**The problem:** Exactly as written, transcribe the data from its opening line through the line containing "TARGET: the windswept grass". Leave every picture out.

**Recorded data:**
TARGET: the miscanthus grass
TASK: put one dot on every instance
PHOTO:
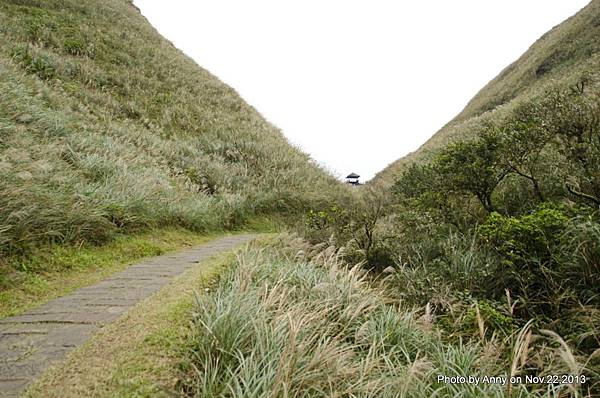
(285, 321)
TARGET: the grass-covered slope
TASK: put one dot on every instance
(561, 56)
(106, 126)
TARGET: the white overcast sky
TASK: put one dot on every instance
(356, 84)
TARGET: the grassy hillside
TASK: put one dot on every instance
(561, 56)
(105, 126)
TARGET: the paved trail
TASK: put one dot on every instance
(31, 342)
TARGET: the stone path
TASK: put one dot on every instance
(30, 342)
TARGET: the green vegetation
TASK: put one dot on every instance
(107, 128)
(492, 229)
(478, 255)
(561, 56)
(53, 271)
(286, 324)
(137, 356)
(497, 233)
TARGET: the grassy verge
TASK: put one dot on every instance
(285, 321)
(54, 271)
(138, 354)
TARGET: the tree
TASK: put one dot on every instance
(474, 167)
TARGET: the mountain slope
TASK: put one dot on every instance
(105, 126)
(561, 56)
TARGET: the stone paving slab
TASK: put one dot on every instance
(31, 342)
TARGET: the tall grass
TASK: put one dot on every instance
(105, 126)
(286, 321)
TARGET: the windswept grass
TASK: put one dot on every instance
(105, 127)
(51, 272)
(286, 321)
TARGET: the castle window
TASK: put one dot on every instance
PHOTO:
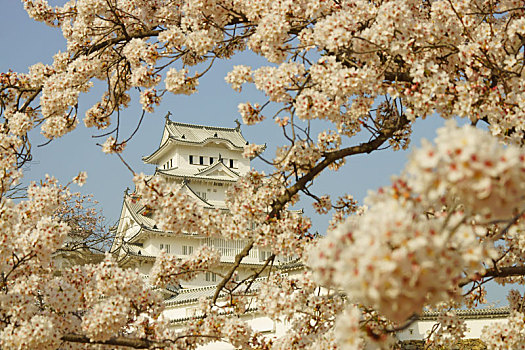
(211, 277)
(187, 249)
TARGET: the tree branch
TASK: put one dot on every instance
(135, 343)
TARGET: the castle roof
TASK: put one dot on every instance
(215, 172)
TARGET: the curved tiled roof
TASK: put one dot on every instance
(201, 133)
(196, 177)
(190, 134)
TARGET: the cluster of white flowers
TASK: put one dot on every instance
(451, 330)
(506, 335)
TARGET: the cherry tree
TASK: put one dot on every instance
(450, 222)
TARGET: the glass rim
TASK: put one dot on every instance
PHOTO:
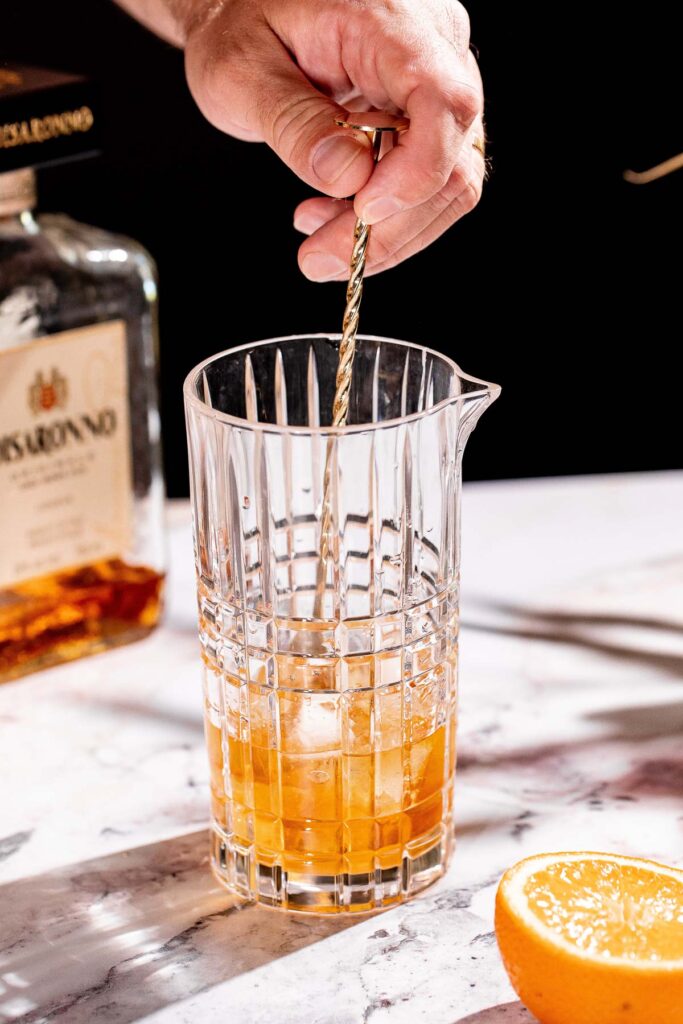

**Exercise output:**
TARGET: the miscanthus grass
TASK: put one dot on every instance
PHOTO:
(285, 321)
TARGET: the grass-covered slope
TASK: put one dot on every instance
(561, 56)
(106, 126)
TARGET: the white overcast sky
TASK: put one dot on every instance
(356, 84)
TARGET: the grassy hillside
TASK: put one dot on every instance
(561, 56)
(105, 126)
TARGET: the paved trail
TASK: put one dot on every instance
(31, 342)
TARGET: the stone path
TASK: put one dot on every instance
(30, 342)
TARGET: the green vegetation
TASK: put one dot on every instance
(107, 128)
(492, 229)
(478, 255)
(561, 56)
(53, 271)
(286, 324)
(137, 356)
(497, 233)
TARGET: the grassy verge
TASK: put one dot on every instance
(285, 321)
(54, 271)
(138, 354)
TARGET: the tree
TASK: put one dot on every instance
(474, 167)
TARGET: the mountain slope
TASK: put one dot on every instance
(105, 126)
(561, 56)
TARGET: the stone paving slab
TASK: put one dot on every instance
(31, 342)
TARGET: the tall grass
TASK: put one dot on every instance
(105, 126)
(286, 321)
TARGET: the windswept grass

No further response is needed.